[Dataset records about object locations]
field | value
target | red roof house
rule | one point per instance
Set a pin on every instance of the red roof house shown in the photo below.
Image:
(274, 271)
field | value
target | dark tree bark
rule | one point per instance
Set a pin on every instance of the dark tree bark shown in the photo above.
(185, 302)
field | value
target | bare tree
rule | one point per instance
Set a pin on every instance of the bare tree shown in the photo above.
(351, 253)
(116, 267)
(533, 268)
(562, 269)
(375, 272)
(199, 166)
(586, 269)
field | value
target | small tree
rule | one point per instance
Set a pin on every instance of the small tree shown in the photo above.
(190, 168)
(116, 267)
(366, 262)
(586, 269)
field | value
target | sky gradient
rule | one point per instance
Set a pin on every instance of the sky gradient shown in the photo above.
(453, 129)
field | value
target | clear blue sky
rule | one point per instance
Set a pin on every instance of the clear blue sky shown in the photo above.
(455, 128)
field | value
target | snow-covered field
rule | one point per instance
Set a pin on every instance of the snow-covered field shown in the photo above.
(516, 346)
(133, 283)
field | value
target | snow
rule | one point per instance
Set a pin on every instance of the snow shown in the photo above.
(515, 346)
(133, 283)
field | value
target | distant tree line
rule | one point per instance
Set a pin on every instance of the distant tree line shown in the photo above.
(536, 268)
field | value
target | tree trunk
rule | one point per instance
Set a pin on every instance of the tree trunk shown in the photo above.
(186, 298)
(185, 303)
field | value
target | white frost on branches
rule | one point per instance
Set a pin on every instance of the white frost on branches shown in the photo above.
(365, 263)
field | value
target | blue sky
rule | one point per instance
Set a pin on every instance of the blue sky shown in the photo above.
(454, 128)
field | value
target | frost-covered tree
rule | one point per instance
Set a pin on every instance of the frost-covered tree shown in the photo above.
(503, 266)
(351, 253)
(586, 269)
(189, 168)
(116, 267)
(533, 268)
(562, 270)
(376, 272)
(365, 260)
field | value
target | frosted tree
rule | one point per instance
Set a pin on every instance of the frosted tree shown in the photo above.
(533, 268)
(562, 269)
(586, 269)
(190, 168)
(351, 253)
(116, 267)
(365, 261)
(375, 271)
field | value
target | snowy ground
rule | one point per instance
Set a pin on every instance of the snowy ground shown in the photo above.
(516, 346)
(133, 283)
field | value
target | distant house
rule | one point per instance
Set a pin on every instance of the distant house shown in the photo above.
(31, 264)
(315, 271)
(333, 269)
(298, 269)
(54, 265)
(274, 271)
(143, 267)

• AIM OF THE EXERCISE: Each line of the material above needs to be quoted exactly, please.

• FINAL RESULT:
field | value
target | red roof house
rule | one point per instance
Set a pin on every instance of the red roof house shown in the photo below.
Image:
(274, 271)
field | value
target | dark tree bark
rule | one point per instance
Set a pin on every instance of the dark tree bark shown in the photo above.
(185, 302)
field | value
target | bare tree
rule | one point per instance
Set a pin on every instance of the bare tree shown in the photo above.
(351, 253)
(116, 267)
(533, 268)
(562, 269)
(375, 272)
(199, 166)
(586, 269)
field | value
target | small tree
rule | one point per instance
Set a pin on every instance of the small tree shown in the photo above.
(190, 168)
(116, 267)
(366, 262)
(586, 269)
field | value
target | sky gradient
rule | one point per instance
Set a pin on every instance of the sky gradient shown in the photo above.
(453, 129)
field | value
target | clear blue sky
rule | one point per instance
Set a pin on every instance of the clear blue sky shown in the photo above.
(455, 128)
field | value
target | snow-covered field
rule | one point per instance
Set a pin on every instance of the snow-covered field shown in the photo above.
(516, 346)
(133, 283)
field | value
target | snow
rule | one point per instance
Set a pin on every instance of the snow shown in the photo above.
(515, 346)
(133, 283)
field | value
target | distant tree line
rule | one point per instance
Set a pin on every instance of the distant tree line shown in the photo above.
(536, 268)
field | value
target | tree trunk
rule | one point per instance
Set a pin on every instance of the tree trunk shown in the photo above.
(186, 298)
(185, 303)
field | value
target | white frost on branches
rule | one point per instance
Set a pin on every instance of the white frost on branches shown in the photo above.
(365, 263)
field | value
target | blue sky
rule | one point per instance
Set a pin on every instance of the blue sky shown in the photo above.
(454, 128)
field | value
target | frost-covered tree
rule | one point per instance
Set a pin on every instance of the frost-covered tree shown in the photo above.
(503, 266)
(351, 253)
(586, 269)
(189, 168)
(116, 267)
(533, 268)
(562, 270)
(376, 272)
(365, 260)
field | value
target | frosted tree
rule | one point per instance
Set a pin on every instance of the frosted tree shown in the photo above.
(533, 268)
(562, 269)
(586, 269)
(190, 168)
(351, 253)
(116, 267)
(365, 261)
(375, 271)
field | value
target | snowy ground
rule | one point per instance
Set a pin on every instance of the snowy ground shown in the photo above.
(516, 346)
(133, 283)
field | value
target | distant house
rule | one point per instance
Set a pin on every instance of the distant house shown in the photo above.
(31, 264)
(315, 271)
(333, 269)
(298, 269)
(54, 265)
(274, 271)
(143, 267)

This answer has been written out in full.